[Coordinate annotation entries]
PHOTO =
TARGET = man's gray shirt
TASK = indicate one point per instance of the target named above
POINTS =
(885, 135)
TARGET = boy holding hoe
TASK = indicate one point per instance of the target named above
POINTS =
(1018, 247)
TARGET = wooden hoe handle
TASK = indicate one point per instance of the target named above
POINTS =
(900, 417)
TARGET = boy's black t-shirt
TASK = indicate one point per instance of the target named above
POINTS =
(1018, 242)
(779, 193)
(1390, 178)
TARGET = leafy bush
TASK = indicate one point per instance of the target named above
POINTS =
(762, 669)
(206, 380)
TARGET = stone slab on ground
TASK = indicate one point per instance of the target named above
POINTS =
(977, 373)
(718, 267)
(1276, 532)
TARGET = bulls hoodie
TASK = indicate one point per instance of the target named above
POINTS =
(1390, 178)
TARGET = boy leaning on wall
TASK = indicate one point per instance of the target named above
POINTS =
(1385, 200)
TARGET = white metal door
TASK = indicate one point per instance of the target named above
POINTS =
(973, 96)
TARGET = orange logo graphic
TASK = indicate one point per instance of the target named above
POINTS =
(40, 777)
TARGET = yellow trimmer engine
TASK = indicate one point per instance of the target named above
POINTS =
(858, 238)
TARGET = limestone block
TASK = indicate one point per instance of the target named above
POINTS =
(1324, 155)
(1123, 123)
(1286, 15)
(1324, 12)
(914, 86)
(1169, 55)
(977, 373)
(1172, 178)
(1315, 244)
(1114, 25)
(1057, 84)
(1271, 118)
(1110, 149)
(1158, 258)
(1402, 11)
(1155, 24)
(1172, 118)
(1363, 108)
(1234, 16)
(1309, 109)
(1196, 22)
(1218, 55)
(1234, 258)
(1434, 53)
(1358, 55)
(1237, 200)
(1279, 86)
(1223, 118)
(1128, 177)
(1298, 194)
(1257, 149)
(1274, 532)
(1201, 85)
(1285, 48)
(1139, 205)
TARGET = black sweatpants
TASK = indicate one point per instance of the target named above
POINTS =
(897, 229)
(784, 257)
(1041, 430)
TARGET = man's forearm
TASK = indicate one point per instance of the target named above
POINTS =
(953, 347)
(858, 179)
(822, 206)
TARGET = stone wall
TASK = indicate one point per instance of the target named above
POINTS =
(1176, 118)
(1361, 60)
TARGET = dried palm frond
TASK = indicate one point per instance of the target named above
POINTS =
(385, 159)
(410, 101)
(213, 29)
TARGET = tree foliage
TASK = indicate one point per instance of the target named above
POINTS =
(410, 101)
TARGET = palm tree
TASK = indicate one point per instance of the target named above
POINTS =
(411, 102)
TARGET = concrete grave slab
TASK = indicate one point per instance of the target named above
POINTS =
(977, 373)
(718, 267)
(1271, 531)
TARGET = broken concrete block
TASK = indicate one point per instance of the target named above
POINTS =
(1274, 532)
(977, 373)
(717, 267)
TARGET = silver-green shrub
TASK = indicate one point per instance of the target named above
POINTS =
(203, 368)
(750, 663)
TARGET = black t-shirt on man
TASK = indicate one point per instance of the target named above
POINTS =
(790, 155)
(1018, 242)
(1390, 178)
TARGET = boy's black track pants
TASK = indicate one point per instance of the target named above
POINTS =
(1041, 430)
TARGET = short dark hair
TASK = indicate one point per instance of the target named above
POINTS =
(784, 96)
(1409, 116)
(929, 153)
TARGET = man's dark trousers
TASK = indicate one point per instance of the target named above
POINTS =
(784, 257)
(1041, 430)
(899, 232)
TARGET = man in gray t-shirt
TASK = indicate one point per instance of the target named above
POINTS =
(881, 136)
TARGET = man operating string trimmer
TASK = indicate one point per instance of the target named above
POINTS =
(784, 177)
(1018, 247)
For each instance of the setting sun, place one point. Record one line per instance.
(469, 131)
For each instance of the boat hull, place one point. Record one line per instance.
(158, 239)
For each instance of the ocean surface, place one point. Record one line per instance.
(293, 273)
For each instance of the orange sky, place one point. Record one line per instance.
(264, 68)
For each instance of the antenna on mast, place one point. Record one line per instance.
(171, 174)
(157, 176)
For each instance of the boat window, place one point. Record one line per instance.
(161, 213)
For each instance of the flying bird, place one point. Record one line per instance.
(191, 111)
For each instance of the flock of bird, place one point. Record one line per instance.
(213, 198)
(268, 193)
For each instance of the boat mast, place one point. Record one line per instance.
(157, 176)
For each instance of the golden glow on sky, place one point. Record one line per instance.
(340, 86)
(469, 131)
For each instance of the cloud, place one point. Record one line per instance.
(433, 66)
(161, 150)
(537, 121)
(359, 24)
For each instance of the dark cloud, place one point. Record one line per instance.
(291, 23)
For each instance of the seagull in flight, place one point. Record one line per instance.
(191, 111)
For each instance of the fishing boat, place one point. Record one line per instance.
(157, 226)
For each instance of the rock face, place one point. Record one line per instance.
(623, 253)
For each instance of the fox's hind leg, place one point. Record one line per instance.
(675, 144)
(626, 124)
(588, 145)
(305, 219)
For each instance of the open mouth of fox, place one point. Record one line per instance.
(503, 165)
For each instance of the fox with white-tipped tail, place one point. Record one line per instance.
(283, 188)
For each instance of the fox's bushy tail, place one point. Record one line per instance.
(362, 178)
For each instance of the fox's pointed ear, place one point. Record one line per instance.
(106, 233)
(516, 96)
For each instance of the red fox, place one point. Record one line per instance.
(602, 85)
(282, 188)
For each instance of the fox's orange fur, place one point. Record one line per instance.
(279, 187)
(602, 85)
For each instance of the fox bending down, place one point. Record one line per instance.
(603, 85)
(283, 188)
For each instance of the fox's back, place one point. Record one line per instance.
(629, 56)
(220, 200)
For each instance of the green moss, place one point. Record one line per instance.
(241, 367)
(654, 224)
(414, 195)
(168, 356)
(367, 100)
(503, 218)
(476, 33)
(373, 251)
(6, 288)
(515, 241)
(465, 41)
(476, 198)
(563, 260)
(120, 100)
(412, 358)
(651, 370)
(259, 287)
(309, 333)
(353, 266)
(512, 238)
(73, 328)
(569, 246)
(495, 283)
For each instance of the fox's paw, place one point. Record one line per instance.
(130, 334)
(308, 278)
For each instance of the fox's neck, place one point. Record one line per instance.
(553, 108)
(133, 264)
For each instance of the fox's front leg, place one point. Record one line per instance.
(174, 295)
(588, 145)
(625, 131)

==

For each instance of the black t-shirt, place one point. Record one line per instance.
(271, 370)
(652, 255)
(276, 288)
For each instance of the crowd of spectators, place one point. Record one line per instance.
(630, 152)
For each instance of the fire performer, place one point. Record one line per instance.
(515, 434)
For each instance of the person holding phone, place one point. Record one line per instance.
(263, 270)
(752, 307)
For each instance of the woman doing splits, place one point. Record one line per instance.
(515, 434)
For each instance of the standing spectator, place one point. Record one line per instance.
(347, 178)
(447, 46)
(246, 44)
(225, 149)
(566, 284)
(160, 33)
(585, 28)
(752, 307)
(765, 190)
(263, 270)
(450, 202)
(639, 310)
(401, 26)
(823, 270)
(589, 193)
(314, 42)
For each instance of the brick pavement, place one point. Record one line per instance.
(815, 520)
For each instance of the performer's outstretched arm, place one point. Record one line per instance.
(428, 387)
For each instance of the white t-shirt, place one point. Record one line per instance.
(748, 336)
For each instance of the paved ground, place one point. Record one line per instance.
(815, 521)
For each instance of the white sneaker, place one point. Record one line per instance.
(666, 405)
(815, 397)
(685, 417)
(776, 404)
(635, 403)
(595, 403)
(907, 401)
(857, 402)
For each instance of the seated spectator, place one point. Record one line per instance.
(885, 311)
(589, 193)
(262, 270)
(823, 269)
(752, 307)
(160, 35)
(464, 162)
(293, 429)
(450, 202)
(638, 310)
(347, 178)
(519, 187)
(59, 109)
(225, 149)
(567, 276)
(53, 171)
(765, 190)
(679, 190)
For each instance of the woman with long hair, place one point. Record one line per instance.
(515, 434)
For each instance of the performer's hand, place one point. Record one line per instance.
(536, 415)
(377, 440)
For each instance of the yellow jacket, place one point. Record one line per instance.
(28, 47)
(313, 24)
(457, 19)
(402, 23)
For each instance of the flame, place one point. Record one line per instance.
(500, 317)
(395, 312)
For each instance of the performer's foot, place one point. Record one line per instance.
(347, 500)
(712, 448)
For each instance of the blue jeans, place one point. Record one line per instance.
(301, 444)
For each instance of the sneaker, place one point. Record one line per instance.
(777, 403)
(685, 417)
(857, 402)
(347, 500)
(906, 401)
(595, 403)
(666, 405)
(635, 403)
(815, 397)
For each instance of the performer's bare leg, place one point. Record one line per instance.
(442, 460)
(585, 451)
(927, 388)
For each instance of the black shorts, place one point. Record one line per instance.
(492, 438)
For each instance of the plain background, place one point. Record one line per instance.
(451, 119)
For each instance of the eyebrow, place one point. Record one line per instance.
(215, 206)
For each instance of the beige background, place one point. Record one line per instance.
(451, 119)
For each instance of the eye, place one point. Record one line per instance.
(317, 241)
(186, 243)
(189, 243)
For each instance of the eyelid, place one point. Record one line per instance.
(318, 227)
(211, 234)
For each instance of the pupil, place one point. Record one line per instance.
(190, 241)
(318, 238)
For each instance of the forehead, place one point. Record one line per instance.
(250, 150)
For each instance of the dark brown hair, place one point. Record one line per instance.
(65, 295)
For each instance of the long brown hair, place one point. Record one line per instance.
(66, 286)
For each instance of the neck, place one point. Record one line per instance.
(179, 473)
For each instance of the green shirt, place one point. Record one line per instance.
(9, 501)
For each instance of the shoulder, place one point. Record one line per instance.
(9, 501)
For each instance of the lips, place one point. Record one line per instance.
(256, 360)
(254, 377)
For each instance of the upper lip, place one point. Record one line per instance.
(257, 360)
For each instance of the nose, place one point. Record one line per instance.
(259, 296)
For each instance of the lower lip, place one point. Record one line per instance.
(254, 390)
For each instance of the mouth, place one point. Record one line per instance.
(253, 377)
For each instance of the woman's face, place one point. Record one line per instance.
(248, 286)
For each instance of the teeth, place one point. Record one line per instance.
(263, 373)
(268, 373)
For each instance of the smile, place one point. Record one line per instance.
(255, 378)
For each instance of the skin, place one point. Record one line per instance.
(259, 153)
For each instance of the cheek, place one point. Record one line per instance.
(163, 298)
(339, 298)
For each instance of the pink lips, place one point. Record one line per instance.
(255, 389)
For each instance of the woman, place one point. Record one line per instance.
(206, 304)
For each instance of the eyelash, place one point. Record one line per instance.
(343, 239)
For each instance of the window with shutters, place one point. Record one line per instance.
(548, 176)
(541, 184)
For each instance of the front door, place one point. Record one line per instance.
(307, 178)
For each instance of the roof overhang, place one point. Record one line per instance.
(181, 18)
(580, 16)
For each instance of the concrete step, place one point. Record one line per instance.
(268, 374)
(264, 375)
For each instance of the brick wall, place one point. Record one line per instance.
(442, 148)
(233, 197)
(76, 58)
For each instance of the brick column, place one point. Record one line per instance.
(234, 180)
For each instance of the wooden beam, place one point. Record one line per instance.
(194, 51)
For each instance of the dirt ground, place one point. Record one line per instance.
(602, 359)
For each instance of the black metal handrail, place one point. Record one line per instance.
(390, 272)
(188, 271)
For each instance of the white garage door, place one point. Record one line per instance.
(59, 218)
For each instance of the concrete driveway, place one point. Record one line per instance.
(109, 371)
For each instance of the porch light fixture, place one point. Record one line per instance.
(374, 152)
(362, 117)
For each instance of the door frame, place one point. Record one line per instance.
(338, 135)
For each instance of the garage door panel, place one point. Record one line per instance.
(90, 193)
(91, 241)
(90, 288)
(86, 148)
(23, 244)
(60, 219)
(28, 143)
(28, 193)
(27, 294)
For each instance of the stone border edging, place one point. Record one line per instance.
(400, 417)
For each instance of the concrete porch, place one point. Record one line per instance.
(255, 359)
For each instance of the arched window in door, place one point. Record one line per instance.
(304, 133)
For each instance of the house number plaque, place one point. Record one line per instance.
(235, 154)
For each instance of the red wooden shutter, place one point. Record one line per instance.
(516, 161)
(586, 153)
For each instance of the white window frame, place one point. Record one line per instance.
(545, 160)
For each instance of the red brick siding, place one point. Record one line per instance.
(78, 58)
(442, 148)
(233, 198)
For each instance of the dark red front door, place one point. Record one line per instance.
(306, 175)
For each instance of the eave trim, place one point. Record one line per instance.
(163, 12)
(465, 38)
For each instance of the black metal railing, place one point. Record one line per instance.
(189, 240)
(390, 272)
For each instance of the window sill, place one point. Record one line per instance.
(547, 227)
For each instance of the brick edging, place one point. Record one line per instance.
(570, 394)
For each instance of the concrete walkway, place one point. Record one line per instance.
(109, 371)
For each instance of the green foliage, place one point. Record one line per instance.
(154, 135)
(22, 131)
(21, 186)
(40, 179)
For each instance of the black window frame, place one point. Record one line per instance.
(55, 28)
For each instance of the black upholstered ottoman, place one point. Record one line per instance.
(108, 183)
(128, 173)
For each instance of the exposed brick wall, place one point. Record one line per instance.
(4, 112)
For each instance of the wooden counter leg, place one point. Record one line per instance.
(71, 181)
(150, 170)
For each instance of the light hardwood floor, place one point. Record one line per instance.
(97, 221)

The problem – Extract every line in the items that contains the string "cloud", and copy each line unchanged.

Output of the exercise –
For each instance of the cloud, place one point. Record one line per instance.
For each instance of the dark cloud, place one point. Record one line per instance.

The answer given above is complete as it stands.